Exercise directions -> Copy all the material below, exactly as it stands.

[BEGIN Material provided]

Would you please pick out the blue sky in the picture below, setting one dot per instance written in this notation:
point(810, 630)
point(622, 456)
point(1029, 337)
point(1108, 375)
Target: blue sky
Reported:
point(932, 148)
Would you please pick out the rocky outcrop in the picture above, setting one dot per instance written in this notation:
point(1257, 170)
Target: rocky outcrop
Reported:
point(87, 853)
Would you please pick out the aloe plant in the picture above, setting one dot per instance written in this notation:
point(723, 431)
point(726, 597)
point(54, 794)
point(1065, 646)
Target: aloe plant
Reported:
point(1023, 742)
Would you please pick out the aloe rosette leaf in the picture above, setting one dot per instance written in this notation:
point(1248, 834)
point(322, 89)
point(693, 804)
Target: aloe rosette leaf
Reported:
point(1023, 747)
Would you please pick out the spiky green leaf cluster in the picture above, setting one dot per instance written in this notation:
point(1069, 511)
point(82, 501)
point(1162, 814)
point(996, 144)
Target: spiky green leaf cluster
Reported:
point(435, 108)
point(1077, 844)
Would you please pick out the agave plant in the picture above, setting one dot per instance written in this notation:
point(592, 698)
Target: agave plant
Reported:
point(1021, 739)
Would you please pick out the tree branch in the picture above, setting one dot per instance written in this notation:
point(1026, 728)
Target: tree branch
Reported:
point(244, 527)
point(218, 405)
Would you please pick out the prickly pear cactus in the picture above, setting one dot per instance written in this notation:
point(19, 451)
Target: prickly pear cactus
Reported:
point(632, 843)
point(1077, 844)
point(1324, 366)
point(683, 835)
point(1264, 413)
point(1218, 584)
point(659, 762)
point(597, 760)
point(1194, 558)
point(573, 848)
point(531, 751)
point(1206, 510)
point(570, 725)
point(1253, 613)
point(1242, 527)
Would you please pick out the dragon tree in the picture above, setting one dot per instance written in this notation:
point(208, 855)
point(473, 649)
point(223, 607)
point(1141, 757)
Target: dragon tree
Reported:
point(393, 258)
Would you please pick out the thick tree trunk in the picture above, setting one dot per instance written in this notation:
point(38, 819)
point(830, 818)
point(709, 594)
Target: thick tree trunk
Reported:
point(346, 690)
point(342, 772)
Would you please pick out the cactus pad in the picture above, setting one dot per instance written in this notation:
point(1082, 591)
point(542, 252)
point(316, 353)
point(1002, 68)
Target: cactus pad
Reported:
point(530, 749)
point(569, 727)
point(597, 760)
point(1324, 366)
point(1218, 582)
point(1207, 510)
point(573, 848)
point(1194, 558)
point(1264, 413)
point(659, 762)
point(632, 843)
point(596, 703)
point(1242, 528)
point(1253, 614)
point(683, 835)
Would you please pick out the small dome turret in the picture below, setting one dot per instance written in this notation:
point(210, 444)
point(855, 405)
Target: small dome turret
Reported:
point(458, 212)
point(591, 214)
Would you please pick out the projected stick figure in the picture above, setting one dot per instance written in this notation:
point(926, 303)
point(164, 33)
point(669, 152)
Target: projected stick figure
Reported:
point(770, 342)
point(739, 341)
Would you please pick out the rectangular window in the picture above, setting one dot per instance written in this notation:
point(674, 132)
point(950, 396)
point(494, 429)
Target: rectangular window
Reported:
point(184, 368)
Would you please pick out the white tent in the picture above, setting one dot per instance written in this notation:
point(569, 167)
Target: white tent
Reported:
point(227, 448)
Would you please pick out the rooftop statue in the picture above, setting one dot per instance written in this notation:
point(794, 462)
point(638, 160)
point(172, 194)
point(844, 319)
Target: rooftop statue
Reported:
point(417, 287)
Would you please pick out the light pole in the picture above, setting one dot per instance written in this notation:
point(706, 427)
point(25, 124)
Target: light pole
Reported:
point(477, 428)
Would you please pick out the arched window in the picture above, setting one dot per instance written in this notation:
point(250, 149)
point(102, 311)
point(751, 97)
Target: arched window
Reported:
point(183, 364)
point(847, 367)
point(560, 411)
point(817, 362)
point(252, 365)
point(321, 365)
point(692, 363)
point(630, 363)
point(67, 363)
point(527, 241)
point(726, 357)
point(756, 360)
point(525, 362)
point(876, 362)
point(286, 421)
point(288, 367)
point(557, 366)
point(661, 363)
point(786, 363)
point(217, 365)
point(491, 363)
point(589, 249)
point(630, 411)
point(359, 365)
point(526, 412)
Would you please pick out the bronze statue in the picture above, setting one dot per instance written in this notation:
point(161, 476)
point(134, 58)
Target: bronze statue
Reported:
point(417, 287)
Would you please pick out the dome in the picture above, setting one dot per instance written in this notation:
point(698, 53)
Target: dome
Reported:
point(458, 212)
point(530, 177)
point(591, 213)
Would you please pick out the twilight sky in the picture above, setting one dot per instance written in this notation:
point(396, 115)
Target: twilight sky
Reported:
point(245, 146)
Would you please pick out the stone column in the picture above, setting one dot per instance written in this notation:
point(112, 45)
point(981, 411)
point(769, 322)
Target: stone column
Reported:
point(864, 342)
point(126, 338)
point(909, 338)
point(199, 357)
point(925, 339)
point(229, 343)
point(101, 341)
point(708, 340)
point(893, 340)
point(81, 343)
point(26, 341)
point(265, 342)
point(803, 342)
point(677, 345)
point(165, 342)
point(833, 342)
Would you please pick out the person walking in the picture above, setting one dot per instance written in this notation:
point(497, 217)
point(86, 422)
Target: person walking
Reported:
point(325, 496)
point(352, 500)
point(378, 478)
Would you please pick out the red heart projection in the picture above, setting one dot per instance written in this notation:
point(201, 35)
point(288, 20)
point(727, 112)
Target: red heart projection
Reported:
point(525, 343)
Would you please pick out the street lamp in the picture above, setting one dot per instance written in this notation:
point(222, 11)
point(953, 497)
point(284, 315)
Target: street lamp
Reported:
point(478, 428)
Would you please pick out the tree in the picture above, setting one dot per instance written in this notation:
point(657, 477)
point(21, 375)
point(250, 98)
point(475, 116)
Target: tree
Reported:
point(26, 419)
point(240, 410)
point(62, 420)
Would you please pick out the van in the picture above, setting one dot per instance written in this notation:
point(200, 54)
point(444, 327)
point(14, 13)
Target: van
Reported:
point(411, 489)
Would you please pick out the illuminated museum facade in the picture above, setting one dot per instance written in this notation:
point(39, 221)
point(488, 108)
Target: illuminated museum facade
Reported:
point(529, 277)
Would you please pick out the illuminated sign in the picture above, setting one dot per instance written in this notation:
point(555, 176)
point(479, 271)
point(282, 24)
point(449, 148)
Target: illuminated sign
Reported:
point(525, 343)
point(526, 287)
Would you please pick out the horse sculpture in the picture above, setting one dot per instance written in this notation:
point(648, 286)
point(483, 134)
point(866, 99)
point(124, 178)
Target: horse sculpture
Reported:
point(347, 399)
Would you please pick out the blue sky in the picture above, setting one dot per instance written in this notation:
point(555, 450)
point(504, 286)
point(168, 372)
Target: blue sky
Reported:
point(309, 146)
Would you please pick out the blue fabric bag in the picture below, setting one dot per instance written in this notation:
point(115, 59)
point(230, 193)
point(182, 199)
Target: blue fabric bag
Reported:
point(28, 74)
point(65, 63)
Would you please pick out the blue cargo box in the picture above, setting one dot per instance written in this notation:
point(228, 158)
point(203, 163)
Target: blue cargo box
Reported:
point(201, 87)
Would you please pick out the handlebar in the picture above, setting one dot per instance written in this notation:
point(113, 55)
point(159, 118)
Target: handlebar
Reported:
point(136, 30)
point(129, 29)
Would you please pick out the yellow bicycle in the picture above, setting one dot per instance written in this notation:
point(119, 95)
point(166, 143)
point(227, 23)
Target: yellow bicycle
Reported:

[END Material provided]

Correct output ->
Would you please pick out the blue sky in the picture below, setting one dot per instance written in this notation:
point(810, 630)
point(622, 456)
point(1029, 337)
point(1108, 375)
Target: blue sky
Reported:
point(932, 148)
Would you please pick out the rocky outcrop in the picture above, setting one dot per instance written in this notation:
point(1257, 170)
Target: rocky outcrop
Reported:
point(87, 853)
Would you please pick out the aloe plant in the picture above, setting one dot per instance written in this notation:
point(723, 431)
point(726, 597)
point(54, 794)
point(1065, 646)
Target: aloe plant
Reported:
point(1023, 742)
Would you please pick out the aloe rosette leaf in the picture above, setting one dot per instance written in this notation:
point(1248, 834)
point(322, 89)
point(693, 804)
Target: aloe rosette leaf
Reported:
point(1023, 747)
Would you please pick out the spiky green leaf cluster in the picture above, setting one dot per instance written in this notation:
point(1069, 511)
point(82, 501)
point(1162, 814)
point(996, 144)
Target: spiky green leaf cluster
Reported:
point(435, 108)
point(1077, 844)
Would you please pick out the agave plant in the picture above, setting one dot per instance written in this notation:
point(592, 698)
Target: agave plant
Reported:
point(1021, 739)
Would you please pick out the tree branch in the picture above, setting one dot per instance written in this notation:
point(1026, 728)
Target: tree branch
Reported:
point(244, 527)
point(218, 405)
Would you please pick out the prickly pear cactus in the picture above, setting one dot per instance written in this notation:
point(19, 451)
Target: prickly pear cactus
Reported:
point(632, 843)
point(1077, 844)
point(1324, 366)
point(683, 835)
point(1264, 413)
point(1218, 584)
point(659, 762)
point(597, 760)
point(1194, 558)
point(573, 848)
point(531, 751)
point(1206, 510)
point(570, 725)
point(1253, 613)
point(1242, 527)
Would you please pick out the dragon tree in the picture above, setting one dot per instance written in this notation:
point(208, 855)
point(473, 649)
point(223, 607)
point(1141, 757)
Target: dragon tree
Reported:
point(393, 258)
Would you please pick out the thick tree trunk in the picture above, setting one dot per instance written in this notation:
point(38, 819)
point(830, 818)
point(709, 594)
Target: thick tree trunk
Reported:
point(346, 690)
point(342, 772)
Would you please pick out the cactus pad in the picture above, setting one dot per instance written in this notation:
point(1082, 591)
point(542, 252)
point(316, 353)
point(1002, 68)
Target: cactus pad
Reported:
point(530, 749)
point(569, 727)
point(597, 760)
point(1324, 366)
point(1218, 582)
point(1207, 510)
point(573, 848)
point(1194, 558)
point(1264, 413)
point(659, 762)
point(632, 843)
point(596, 703)
point(1242, 528)
point(1253, 614)
point(683, 835)
Would you please pick out the small dome turret in the picture below, setting one dot per instance written in this notation:
point(210, 444)
point(855, 405)
Target: small dome turret
Reported:
point(458, 212)
point(591, 214)
Would you please pick out the projected stick figure in the picture above, setting one dot per instance written in this notation:
point(926, 303)
point(164, 33)
point(669, 152)
Target: projected stick figure
Reported:
point(770, 342)
point(739, 341)
Would you please pick out the rectangular window in the picture above, setting one dot per instance written in this notation:
point(674, 132)
point(950, 396)
point(494, 429)
Target: rectangular window
Reported:
point(184, 368)
Would you please pick out the white tent in the picture above, setting one dot per instance written in this notation:
point(569, 167)
Target: white tent
Reported:
point(227, 448)
Would you please pick out the rooftop statue in the picture above, setting one dot per instance written in this notation:
point(794, 462)
point(638, 160)
point(172, 194)
point(844, 319)
Target: rooftop statue
Reported:
point(417, 287)
Would you please pick out the light pole in the picture above, setting one dot per instance written in this notation:
point(706, 427)
point(25, 124)
Target: light pole
Reported:
point(477, 428)
Would you please pick out the arched window in the picture above, setting one dot per instance written in this notation:
point(250, 149)
point(102, 311)
point(751, 97)
Target: arched window
Reported:
point(183, 364)
point(847, 367)
point(560, 411)
point(817, 362)
point(252, 365)
point(321, 365)
point(692, 363)
point(630, 363)
point(67, 363)
point(527, 241)
point(726, 357)
point(756, 360)
point(525, 362)
point(876, 362)
point(286, 421)
point(288, 367)
point(557, 366)
point(661, 363)
point(786, 363)
point(217, 365)
point(491, 363)
point(589, 249)
point(630, 411)
point(359, 365)
point(526, 412)
Would you please pick out the bronze statue in the picture above, setting one dot per instance written in this notation:
point(161, 476)
point(134, 58)
Target: bronze statue
Reported:
point(417, 287)
Would you please pick out the dome in the picture above, setting one dot per instance written in this notation:
point(698, 53)
Target: dome
Reported:
point(458, 212)
point(530, 177)
point(591, 213)
Would you please pick out the twilight sky in the picture above, setting one dot per instance written in this notation:
point(396, 115)
Target: twilight sky
Reported:
point(245, 146)
Would you please pick out the stone column in the picture above, setting one dot per instance written in this notation:
point(112, 45)
point(981, 411)
point(769, 322)
Target: stone column
Reported:
point(864, 342)
point(126, 338)
point(909, 338)
point(199, 357)
point(925, 339)
point(229, 343)
point(101, 341)
point(708, 340)
point(893, 340)
point(81, 343)
point(26, 341)
point(265, 342)
point(803, 342)
point(677, 345)
point(165, 342)
point(833, 342)
Would you please pick out the person walking in the picture above, setting one dot per instance written in this notation:
point(497, 217)
point(86, 422)
Target: person walking
Reported:
point(325, 496)
point(352, 500)
point(378, 478)
Would you please pick out the red heart projection in the picture above, setting one dot per instance written in this notation:
point(201, 35)
point(288, 20)
point(727, 112)
Target: red heart projection
Reported:
point(525, 343)
Would you please pick out the street lamp in the picture above, setting one dot per instance written in this notation:
point(222, 11)
point(953, 497)
point(284, 315)
Target: street lamp
Reported:
point(478, 428)
Would you please pick out the tree in the picture above, setting one dot per instance written in this notation:
point(657, 477)
point(21, 375)
point(250, 98)
point(475, 116)
Target: tree
Reported:
point(26, 419)
point(240, 410)
point(62, 420)
Would you please pick out the van in the picture above, setting one dot per instance written in this notation:
point(200, 54)
point(444, 327)
point(14, 13)
Target: van
Reported:
point(411, 489)
Would you please pick out the illuminated museum facade in the picture above, setting one dot per instance written in this notation:
point(39, 221)
point(488, 108)
Target: illuminated museum facade
Reported:
point(529, 277)
Would you please pick out the illuminated sign in the picture above, setting one dot per instance written in this notation:
point(555, 176)
point(479, 271)
point(282, 24)
point(449, 148)
Target: illuminated sign
Reported:
point(525, 343)
point(526, 287)
Would you please pick out the horse sculpture in the picture above, setting one dot per instance written in this notation:
point(648, 286)
point(483, 134)
point(866, 99)
point(124, 178)
Target: horse sculpture
Reported:
point(347, 399)
Would you please pick out the blue sky in the picture above, setting one dot per instance written in this notation:
point(555, 450)
point(504, 286)
point(168, 372)
Target: blue sky
Reported:
point(309, 146)
Would you please pick out the blue fabric bag in the picture below, setting one dot per instance written in this notation:
point(115, 59)
point(230, 193)
point(182, 199)
Target: blue fabric bag
Reported:
point(28, 74)
point(65, 63)
Would you please pick out the blue cargo box in the picture above, setting one dot per instance written in this notation:
point(228, 158)
point(203, 163)
Target: blue cargo box
Reported:
point(201, 87)
Would you please pick out the handlebar in the picture above, setting one dot per instance written in this notation:
point(113, 55)
point(159, 118)
Target: handlebar
Reported:
point(136, 30)
point(129, 29)
Would you please pick out the yellow bicycle in the picture above, setting one dot per instance written in this notation:
point(119, 95)
point(166, 143)
point(227, 23)
Target: yellow bicycle
Reported:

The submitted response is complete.